- EXERCISE SET
1. In the solution, what value is given for the refractive index of water?
2. Edit the solution from "(a) The reflected" to "the same medium.", changing "medium" to "material".

- EXCERPT
━━━━━━━━━━━━━━━━━━━━━━━━━━━━━━
Solution. The wavelength of incident monochromatic light,

$\lambda=589 \mathrm{~nm}=589 \times 10^{-9} \mathrm{~m}$

Speed of light in air, $c=3 \times 10^{8} \mathrm{~m} / \mathrm{s}$

Refractive Index of water, $\mu=1.33$

(a) The reflected ray will reflect back in the same medium as that of the incident ray medium. Hence, the

wavelength, frequency, and speed of the reflected ray will be the same as that of the Incident ray because of the same medium.

Frequency of light is,

$v=\frac{c}{\lambda}$

$=\frac{3 \times 10^{8}}{589 \times 10^{-9}}$

$=5.09 \times 10^{14} \mathrm{~Hz}$

Hence, wavelength, frequency, and speed of the reflected light in the same medium are $589 \mathrm{~nm}, 5.09 \times 10^{14} \mathrm{~Hz}$, and $3 \times 10^{8} \mathrm{~m} / \mathrm{s}$ respectively.

(b) Frequency of light does not depend on the travelling medium. Therefore, the frequency of the refracted ray in water is equal to the frequency of the incident or reflected light in air.
━━━━━━━━━━━━━━━━━━━━━━━━━━━━━━
- INFORMATION PROVIDED
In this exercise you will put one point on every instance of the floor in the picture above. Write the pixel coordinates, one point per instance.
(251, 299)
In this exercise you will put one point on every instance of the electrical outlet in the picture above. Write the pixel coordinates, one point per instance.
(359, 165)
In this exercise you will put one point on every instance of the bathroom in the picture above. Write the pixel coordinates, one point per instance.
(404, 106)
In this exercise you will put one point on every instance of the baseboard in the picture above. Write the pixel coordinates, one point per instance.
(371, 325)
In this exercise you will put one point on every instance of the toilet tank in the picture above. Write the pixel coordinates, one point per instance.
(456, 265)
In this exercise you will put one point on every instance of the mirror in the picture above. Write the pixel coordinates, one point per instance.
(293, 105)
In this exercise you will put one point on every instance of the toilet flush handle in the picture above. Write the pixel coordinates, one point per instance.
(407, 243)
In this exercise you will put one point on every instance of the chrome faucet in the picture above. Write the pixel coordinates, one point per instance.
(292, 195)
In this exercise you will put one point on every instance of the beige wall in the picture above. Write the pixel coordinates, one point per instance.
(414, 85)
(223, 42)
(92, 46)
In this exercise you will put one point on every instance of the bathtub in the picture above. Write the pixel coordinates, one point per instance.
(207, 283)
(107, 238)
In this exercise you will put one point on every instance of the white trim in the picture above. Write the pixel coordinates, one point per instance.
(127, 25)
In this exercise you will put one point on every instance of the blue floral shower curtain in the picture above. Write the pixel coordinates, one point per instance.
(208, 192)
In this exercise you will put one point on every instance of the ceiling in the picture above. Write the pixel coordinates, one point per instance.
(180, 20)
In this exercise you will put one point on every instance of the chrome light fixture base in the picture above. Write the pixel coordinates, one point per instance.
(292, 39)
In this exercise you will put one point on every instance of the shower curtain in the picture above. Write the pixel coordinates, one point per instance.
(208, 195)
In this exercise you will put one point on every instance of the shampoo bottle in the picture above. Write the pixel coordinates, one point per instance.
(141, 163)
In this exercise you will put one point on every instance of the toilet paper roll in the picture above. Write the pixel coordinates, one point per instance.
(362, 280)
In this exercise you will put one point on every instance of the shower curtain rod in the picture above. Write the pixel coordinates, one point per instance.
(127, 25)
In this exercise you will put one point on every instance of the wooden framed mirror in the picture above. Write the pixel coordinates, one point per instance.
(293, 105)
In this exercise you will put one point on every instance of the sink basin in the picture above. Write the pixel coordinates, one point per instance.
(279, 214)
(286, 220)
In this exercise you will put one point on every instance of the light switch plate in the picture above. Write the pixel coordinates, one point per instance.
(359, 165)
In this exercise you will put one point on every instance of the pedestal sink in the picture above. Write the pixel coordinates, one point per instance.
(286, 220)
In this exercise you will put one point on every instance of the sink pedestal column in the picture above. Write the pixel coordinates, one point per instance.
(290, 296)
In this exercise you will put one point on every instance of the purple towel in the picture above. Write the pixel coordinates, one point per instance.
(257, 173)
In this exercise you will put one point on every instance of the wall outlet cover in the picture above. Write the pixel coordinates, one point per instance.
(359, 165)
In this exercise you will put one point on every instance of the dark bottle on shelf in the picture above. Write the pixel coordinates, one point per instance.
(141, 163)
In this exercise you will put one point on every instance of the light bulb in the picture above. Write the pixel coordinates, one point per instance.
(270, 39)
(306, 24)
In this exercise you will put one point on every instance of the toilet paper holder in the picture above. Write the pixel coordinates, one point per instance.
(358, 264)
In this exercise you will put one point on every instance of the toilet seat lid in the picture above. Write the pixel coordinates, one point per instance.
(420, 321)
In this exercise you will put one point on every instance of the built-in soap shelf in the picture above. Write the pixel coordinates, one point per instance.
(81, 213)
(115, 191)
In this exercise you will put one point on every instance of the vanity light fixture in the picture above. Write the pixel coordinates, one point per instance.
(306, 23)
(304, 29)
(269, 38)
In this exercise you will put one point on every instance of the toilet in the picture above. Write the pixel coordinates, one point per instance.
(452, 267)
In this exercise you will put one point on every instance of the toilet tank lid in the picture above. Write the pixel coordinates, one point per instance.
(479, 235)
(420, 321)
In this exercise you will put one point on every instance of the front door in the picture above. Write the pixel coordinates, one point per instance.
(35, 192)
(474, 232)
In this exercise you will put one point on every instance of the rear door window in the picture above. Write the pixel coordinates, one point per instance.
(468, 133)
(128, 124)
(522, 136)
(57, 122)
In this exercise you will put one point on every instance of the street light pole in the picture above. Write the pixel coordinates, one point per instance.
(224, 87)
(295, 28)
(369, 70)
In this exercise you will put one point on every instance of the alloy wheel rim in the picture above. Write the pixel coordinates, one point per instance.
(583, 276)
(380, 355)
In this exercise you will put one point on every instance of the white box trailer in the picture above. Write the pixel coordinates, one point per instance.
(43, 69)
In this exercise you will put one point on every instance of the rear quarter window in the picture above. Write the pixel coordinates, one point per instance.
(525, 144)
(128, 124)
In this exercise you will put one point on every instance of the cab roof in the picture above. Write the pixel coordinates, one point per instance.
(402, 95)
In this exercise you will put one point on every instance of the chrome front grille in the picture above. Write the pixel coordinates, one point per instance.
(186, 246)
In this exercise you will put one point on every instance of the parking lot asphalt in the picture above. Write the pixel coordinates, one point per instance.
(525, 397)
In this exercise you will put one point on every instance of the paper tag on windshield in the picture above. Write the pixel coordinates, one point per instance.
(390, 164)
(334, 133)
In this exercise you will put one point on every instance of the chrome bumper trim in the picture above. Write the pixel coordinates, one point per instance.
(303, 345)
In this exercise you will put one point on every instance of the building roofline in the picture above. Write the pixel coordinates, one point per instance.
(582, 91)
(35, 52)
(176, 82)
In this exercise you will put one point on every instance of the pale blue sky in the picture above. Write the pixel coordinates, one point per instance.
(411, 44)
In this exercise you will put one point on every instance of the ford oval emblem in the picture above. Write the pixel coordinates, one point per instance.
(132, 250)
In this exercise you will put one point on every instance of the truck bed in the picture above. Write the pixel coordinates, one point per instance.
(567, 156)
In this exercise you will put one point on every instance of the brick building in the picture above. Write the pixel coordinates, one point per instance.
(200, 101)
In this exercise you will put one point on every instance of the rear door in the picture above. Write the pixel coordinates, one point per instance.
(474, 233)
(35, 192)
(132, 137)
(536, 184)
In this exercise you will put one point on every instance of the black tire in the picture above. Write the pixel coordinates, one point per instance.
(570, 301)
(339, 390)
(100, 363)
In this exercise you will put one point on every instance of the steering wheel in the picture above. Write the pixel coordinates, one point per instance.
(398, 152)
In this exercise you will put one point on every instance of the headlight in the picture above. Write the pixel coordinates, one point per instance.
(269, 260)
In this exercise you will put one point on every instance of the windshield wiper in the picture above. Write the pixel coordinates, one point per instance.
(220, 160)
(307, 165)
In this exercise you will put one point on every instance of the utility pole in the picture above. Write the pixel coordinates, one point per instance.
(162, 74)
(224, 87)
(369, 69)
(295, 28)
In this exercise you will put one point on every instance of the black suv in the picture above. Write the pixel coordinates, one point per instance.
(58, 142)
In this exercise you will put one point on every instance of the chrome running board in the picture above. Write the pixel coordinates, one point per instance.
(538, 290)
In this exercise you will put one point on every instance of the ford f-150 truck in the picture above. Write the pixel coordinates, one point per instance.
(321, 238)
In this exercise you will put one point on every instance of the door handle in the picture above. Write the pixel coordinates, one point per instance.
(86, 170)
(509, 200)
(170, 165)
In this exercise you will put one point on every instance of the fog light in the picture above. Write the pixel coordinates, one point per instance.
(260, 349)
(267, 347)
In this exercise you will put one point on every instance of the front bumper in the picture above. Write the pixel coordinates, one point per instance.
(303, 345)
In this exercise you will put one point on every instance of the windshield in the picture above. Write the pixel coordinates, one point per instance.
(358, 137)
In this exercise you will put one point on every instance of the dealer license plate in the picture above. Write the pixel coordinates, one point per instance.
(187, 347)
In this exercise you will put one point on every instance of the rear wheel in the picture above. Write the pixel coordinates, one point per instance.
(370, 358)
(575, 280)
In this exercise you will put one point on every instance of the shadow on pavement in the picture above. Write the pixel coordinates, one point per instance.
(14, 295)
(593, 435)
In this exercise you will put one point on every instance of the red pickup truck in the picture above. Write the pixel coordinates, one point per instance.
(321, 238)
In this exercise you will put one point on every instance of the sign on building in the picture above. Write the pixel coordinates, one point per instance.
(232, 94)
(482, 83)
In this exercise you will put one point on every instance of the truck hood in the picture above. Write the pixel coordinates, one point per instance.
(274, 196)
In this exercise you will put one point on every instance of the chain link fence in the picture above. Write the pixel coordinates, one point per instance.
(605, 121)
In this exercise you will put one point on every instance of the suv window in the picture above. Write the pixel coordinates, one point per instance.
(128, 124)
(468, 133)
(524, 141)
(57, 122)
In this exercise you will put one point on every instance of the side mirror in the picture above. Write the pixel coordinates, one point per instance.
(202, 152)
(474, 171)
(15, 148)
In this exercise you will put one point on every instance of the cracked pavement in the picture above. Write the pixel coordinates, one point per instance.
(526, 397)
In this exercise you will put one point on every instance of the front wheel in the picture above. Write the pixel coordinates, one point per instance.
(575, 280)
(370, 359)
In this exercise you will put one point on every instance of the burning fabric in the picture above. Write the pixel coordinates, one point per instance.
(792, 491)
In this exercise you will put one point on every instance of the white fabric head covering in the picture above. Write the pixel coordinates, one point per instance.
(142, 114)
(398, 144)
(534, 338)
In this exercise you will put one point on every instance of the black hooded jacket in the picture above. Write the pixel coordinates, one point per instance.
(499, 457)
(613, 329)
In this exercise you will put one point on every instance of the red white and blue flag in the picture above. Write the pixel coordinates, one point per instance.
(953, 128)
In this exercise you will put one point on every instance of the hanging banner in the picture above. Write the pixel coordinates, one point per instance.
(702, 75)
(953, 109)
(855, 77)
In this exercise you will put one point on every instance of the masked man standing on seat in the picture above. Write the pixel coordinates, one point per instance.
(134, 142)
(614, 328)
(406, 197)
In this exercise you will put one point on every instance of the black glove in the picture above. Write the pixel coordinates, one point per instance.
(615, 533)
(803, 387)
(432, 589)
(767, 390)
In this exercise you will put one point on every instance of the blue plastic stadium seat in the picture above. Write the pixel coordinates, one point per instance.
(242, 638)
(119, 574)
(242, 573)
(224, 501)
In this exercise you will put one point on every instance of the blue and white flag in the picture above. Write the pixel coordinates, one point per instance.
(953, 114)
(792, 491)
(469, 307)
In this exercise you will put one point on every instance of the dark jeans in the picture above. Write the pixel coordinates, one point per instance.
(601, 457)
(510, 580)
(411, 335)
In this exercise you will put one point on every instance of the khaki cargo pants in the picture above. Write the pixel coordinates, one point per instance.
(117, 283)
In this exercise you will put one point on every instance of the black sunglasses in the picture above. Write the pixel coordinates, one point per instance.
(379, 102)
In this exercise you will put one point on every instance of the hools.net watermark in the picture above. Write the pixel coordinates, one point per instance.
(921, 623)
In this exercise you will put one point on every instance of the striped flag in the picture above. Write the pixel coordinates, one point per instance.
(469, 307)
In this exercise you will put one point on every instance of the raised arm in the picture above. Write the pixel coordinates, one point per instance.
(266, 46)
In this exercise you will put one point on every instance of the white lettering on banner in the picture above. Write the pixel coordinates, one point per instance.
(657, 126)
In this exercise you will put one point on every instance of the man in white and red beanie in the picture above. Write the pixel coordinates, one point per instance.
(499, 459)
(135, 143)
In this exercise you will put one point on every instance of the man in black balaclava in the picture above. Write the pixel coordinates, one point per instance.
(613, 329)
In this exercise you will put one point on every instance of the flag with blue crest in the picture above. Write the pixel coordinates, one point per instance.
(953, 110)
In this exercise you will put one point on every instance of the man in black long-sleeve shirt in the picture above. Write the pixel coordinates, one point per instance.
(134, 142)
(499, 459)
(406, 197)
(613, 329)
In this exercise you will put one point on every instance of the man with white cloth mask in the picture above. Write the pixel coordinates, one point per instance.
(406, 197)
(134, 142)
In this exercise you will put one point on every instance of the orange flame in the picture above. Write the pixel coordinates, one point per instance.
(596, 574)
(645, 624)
━━━━━━━━━━━━━━━━━━━━━━━━━━━━━━
- TASK-BY-TASK ANSWERS
1. 1.33

2.
(a) The reflected ray will reflect back in the same material as that of the incident ray material. Hence, the

wavelength, frequency, and speed of the reflected ray will be the same as that of the Incident ray because of the same material.